The Marshal took up a position on the left of the stand. Numerous flags and banners, suitably draped, were exhibited on the stand among the audience. The entire scene was one of grandeur due to the importance of the occasion. So quiet were the people that every word uttered by the orator of the day must have been heard by them all, notwithstanding the immensity of the concours.

Among the distinguished persons on the platform were the following: Governors Bradford, of Maryland; Curtin, of Pennsylvania; Morton, of Indiana; Seymour of New-York; Parker, of New-Jersey and Tod, of Ohio; Ex-Gov. Dennison, of Ohio: John Brough, Governor Elect, of Ohio; Charles Anderson, Lieutenant-Governor of Ohio; Major-Generals Schenck, Stahel, Doubleday, and Couch; Brigadier General Gibbon; and Provost-Marshal-General Fry.


The President then delivered the following dedicatory speech:

Fourscore and seven years ago our Fathers brought forth upon this Continent a new nation, conceived in liberty and dedicated to the proposition that all men are created equal. [Applause.] Now we are engaged in a great civil war, testing whether that nation, or any nation so conceived and so dedicated, can long endure. We are met on a great battle-field of that war. We are met to dedicate a portion of it as the final resting-place of those who here gave their lives that that nation might live. It is altogether fitting and proper that we should do this. But in a larger sense we cannot dedicate. We cannot consecrate, we cannot hallow this ground. The brave men, living and dead, who struggled here have consecrated it far above our power to add or detract. [Applause.] The world will little note nor long remember, what we say here, but it can never forget what they did here. [Applause.] It is for us, the living, rather to be dedicated here to the refinished work that they have thus so far nobly carried on. [Applause.] It is rather for us to be here dedicated to the great task remaining before us that from these honored dead we take increased devotion to that cause for which they here gave the last full measure of devotion; that we here highly resolve that the dead shall not have died in vain; [applause] that the Nation shall under God have a new birth of freedom, and that Governments of the people, by the people and for the people, shall not perish from the earth, [Long continued applause.]

Three cheers were then given for the President and the Governors of the States.

Things to do
**A.** Check each statement below against the dedication account above, answering yes or no and quoting the words that decide it: (i) the Marshal stood on the right of the stand; (ii) Major-General Doubleday was among those on the platform; (iii) three cheers were given for the President and the Governors of the States.
**B.** Carry the dedication account above forward from its final sentence, keeping its reporting style.

Dataset content

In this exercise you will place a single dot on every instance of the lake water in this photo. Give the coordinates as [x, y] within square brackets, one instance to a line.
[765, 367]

Answers for the tasks
**A.**
(i) No: "The Marshal took up a position on the left of the stand."
(ii) Yes: "Major-Generals Schenck, Stahel, Doubleday, and Couch"
(iii) Yes: "Three cheers were then given for the President and the Governors of the States."

**B.**
After the delivery of the addresses, the dirge and the benediction closed the exercises, and the immense assemblage separated at about 4 o’clock……………

The President and party returned to Washington at 6 o’clock this evening, followed by the Governors’ trains. Thousands of persons were gathered at the depot, anxiously awaiting transportation to their homes; but they will probably be confined to the meagre accommodations of Gettysburgh till tomorrow.”


The following day Edward Everett wrote a letter to Lincoln complementing him on his address. Lincoln responded with a short note.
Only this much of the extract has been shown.